Che l’anticonformismo, in quanto padre della creatività, sia un valore
portante del Made in Italy è fuori discussione. E pure io, nel mio piccolo, lo
sposo in pieno. E, pertanto, la prima storia che voglio raccontarvi all’interno
di questo blog sotto il segno del tricolore comincia a Londra e parla di una
prossima incoronazione. Ma non è certo quella del “polveroso” Carlo,
recentemente definito da Massimo Gramellini, “Principe di tutti i Precari in
stand-by del mondo”, dato che l’inossidabile Elisabetta di mollare la corona
sembra non volerne proprio sapere. Il nuovo re d’Inghilterra, con l’Inghilterra,
ha poco a che fare, se non fosse che è in trattativa avanzata per comprare,
alla modica cifra di 120 milioni di Euro, l’Admiralty Arch, un vero e proprio
monumento nazionale su Trafalgar Square, per farne un top hotel di lusso e dare
così una mano a risanare il debito pubblico britannico. Non è un eccentrico volgarotto Tycoon in
competizione con Mrs. Windsor. E’
proprio un Re. Sulla stampa internazionale, dal Wall Street
Journal a Time Magazine, viene da quasi 35 anni chiamato semplicemente Re
Giorgio. Pur non avendo una goccia di sangue blu, pur essendo nato a Piacenza,
pur avendo cominciato la sua carriera
alla Rinascente. Ma che sia un vero Re lo si intuisce dalla sua vita che più
che privata è segreta. Dal suo impeccabile understatement in jeans e t-shirt
nera che si concede ai rituali della mondanità meno dello stretto
indispensabile. Giorgio Armani è, di fatto, un’icona di autentica imprenditoria
italiana (guai a chiamarlo stilista). Lui è quello che si è permesso, in
quel trionfo di stravaganza che sono
stati gli anni ’80, di imporre uno stile tutto giocato sulla sottrazione, sulla
destrutturazione e sul minimalismo. Lui è quello che non ha mai rincorso i
corsi e ricorsi della moda perché il suo stile, sempre fedele a se stesso, è
comunque un “innovativo assoluto” e, come tale, contemporaneo in ogni epoca.

◇ ◇ ◇

• _Obiettivo a_: Nel brano su Giorgio Armani, perché lui non ha mai rincorso i corsi e ricorsi della moda?

• _Record forniti_:
◇ ◇ ◇

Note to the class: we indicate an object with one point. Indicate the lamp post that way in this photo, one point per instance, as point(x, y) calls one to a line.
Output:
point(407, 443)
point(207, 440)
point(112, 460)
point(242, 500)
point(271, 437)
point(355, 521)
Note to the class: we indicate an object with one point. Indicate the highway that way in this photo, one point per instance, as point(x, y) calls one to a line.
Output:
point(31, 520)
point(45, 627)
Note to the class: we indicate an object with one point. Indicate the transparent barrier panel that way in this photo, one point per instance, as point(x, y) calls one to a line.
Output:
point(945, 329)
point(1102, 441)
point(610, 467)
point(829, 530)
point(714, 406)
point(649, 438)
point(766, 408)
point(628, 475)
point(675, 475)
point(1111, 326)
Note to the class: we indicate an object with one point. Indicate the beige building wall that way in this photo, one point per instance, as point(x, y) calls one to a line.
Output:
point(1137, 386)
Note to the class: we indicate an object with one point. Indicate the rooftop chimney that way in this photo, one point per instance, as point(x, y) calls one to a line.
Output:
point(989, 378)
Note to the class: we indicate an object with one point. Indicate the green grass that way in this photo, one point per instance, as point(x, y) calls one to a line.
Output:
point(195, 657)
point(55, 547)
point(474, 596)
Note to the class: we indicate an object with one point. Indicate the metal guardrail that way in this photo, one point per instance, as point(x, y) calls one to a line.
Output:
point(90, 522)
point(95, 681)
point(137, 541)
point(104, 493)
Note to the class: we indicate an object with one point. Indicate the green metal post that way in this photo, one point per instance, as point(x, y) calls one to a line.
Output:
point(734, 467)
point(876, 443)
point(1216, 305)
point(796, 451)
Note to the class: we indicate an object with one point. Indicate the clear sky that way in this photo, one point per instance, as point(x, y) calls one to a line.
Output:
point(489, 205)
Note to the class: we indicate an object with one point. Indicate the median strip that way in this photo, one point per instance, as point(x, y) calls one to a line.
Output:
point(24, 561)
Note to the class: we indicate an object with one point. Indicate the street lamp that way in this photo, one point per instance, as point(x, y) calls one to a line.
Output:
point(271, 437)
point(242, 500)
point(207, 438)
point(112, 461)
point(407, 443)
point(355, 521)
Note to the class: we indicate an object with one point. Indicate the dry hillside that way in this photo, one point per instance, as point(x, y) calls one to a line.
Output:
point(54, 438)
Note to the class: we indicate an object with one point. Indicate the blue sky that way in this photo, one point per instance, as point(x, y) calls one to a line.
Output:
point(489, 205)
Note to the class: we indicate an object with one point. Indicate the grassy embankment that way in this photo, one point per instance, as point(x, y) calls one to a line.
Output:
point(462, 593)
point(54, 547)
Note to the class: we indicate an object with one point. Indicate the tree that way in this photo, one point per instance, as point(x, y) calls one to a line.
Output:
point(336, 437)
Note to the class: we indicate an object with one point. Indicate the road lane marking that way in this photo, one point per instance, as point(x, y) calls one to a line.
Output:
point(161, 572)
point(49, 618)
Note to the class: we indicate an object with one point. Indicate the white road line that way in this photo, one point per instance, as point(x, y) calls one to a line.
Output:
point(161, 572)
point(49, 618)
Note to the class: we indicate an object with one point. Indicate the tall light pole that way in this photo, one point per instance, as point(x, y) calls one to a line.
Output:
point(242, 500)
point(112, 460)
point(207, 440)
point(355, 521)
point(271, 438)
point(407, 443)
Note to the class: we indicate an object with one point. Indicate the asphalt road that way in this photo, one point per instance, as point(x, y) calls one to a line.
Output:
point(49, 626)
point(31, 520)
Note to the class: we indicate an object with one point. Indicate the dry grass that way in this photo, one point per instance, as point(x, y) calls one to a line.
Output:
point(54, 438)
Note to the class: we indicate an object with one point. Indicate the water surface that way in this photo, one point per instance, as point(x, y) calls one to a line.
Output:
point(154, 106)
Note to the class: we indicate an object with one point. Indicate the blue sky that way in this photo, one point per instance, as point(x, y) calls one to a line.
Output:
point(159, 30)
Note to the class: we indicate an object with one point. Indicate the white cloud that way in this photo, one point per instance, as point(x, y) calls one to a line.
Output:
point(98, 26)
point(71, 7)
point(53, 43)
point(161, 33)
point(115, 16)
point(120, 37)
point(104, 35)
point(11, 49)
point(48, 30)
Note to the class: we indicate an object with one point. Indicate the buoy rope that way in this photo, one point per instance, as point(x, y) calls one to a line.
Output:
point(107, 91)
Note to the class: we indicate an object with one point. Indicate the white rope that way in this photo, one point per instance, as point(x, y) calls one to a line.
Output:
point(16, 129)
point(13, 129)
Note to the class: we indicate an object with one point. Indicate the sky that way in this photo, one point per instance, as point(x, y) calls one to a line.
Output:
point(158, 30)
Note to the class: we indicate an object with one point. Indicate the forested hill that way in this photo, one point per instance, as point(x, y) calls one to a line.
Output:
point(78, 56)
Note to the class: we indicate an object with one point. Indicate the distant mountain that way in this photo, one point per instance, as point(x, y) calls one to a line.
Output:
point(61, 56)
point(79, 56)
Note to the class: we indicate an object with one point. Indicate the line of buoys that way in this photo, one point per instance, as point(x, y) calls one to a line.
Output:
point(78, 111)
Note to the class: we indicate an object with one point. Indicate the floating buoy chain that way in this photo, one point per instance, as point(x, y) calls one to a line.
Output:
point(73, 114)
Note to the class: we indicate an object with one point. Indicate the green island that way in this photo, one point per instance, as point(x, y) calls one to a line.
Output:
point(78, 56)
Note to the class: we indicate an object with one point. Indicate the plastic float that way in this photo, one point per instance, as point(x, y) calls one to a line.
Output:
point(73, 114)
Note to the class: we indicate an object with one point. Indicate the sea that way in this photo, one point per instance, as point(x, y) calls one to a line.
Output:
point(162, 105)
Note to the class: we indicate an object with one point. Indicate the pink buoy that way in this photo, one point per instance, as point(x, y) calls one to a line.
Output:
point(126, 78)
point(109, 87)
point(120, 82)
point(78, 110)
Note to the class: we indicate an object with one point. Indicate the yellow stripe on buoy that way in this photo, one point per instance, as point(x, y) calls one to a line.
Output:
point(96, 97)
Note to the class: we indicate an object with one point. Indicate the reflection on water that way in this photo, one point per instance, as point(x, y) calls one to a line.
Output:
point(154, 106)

◇ ◇ ◇

• _Obiettivo b_: Ripeti identiche le righe dei record comprese tra quella che contiene "Indicate the road" e quella che contiene "point(13, 129)", estremi inclusi.

• _Soluzione a_: Perché il suo stile, sempre fedele a se stesso, è comunque un "innovativo assoluto" e, come tale, contemporaneo in ogni epoca.

• _Soluzione b_:
Note to the class: we indicate an object with one point. Indicate the road lane marking that way in this photo, one point per instance, as point(x, y) calls one to a line.
Output:
point(161, 572)
point(49, 618)
Note to the class: we indicate an object with one point. Indicate the white road line that way in this photo, one point per instance, as point(x, y) calls one to a line.
Output:
point(161, 572)
point(49, 618)
Note to the class: we indicate an object with one point. Indicate the tall light pole that way in this photo, one point per instance, as point(x, y) calls one to a line.
Output:
point(242, 500)
point(112, 460)
point(207, 440)
point(355, 521)
point(271, 438)
point(407, 443)
Note to the class: we indicate an object with one point. Indicate the asphalt road that way in this photo, one point per instance, as point(x, y) calls one to a line.
Output:
point(49, 626)
point(31, 520)
Note to the class: we indicate an object with one point. Indicate the dry grass that way in this photo, one point per instance, as point(x, y) calls one to a line.
Output:
point(54, 438)
Note to the class: we indicate an object with one point. Indicate the water surface that way in this photo, one point per instance, as point(x, y) calls one to a line.
Output:
point(154, 106)
Note to the class: we indicate an object with one point. Indicate the blue sky that way in this photo, one point per instance, as point(x, y) calls one to a line.
Output:
point(159, 30)
Note to the class: we indicate an object with one point. Indicate the white cloud that way in this photo, one point per instance, as point(x, y) calls one to a line.
Output:
point(98, 26)
point(71, 7)
point(53, 43)
point(161, 33)
point(115, 16)
point(120, 37)
point(104, 35)
point(11, 49)
point(48, 30)
Note to the class: we indicate an object with one point. Indicate the buoy rope that way in this photo, one point per instance, as point(x, y) calls one to a line.
Output:
point(107, 91)
Note to the class: we indicate an object with one point. Indicate the white rope that way in this photo, one point per instance, as point(x, y) calls one to a line.
Output:
point(16, 129)
point(13, 129)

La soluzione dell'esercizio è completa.